**Source extract**
________________
Creating a ZFS HA Cluster on Linux using shared or shared-nothing storage
This guide goes through a basic setup of a RSF-1 ZFS HA cluster on Linux.
Upon completion the following will be configured:
A working Active-Active Linux cluster with either shared or shared-nothing storage
A clustered service sharing a ZFS pool (further services can be added as required)
A virtual hostname by which clients are able access the service
Introduction
RSF-1 supports both shared and shared-nothing storage clusters.
Shared Storage
A shared storage cluster utilises an common set of storage devices
that are accessible to both nodes in the cluster (housed in a shared
JBOD
for example). A ZFS pool is created using these devices and access
to that pool is controlled by RSF-1.
Pool integrity is maintained by the cluster software using a combination
of redundant heartbeating and PGR3 disk reservations to ensures any
pool in a shared storage cluster can only be accessed by a single node
at any one time.
Shared-Nothing
A shared-nothing cluster consists of two nodes, each with their
own locally accessible ZFS storage pool residing on non shared
storage:
Data is replicated between nodes by an HA synchronisation
process. Replication is always done from the active to the passive
node, where the active node is the one serving out the pool to clients:
Should a failover occur then synchronisation is effectively reversed:
Before creating pools for shared nothing clusters
To be eligible for clustering the storage pools must have
the same name on each node in the cluster
It is strongly recommended the pools are of equal size,
otherwise the
smaller of the two runs the risk of depleting all available space
during synchronization
Download cluster software
If not already done so, download and install the RSF-1 cluster software onto each
cluster node. More information can be found here.
Initial connection and user creation
Before starting
Please make sure that any firewalls in the cluster
environment have the following ports open before attempting
configuration:
If setting up a shared-nothing cluster, both nodes require
ssh access to each other without a password. This is needed
for the replication of the ZFS pool.
________________
**Tasks and exercises**
**a)** Answer these questions using the ZFS cluster guide:
(i) What does the cluster software use to keep a pool in a shared storage cluster accessible to only one node at a time?
(ii) In a shared-nothing cluster, in which direction is data always replicated?
(iii) What naming condition must storage pools meet on each node to be eligible for clustering?
**b)** Continue the ZFS cluster guide from where it stops.

**Recorded data**
________________
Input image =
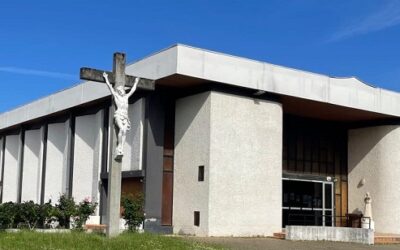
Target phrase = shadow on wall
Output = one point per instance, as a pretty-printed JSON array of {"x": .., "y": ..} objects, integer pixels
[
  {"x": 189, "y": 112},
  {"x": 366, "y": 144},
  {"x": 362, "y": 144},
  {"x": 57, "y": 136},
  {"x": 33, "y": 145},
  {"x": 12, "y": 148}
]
________________
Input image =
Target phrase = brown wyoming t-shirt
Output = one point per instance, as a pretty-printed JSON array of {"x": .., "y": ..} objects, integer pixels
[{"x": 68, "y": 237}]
________________
**Outputs**
**a)**
(i) A combination of redundant heartbeating and PGR3 disk reservations.
(ii) From the active node to the passive node.
(iii) The pools must have the same name on each node in the cluster.

**b)**
To connect to the RSF-1 GUI, direct your web browser to:
https://<hostname>:8330
Next, create an admin user account for the GUI.
Enter the information in the provided fields and click the
Submit button when ready:
Once you click the Submit button, the admin user account will be
created and you will be redirected to the login screen. Login with the
username and password just created:
Once logged in the main dashboard page is displayed:
Configuration and Licensing
Editing your /etc/hosts file
Before continuing, ensure the /etc/hosts
file is configured correctly on both nodes. Hostnames cannot
be directed to 127.0.0.1, and both nodes should be
resolvable. Here is a correctly configured hosts file for two
example nodes, node-a and node-b:
127.0.0.1 localhost
10.6.18.1 node-a
10.6.18.2 node-b
# The following lines are desirable for IPv6 capable hosts
::1 ip6-localhost ip6-loopback
fe00::0 ip6-localnet
ff00::0 ip6-mcastprefix
ff02::1 ip6-allnodes
ff02::2 ip6-allrouters
To begin configuration, click on Create/Destroy option on the
side-menu (or the shortcut on the panel shown when first logging in).
The Cluster Create page scans for clusterable nodes (those running
RSF-1 that are not yet part of a cluster)
and presents them for selection:
Now enter the cluster name and description, and then
select the type of cluster being created (either shared-storage or
shared-nothing).
If setting up a shared-nothing cluster an additional option to add a
node manually is shown at the bottom of the page. This is because
RSF-1 will detect nodes on the local network, but for shared-nothing
clusters, the partner node could be on a separate
network/location, and therefore may not automatically be detected1.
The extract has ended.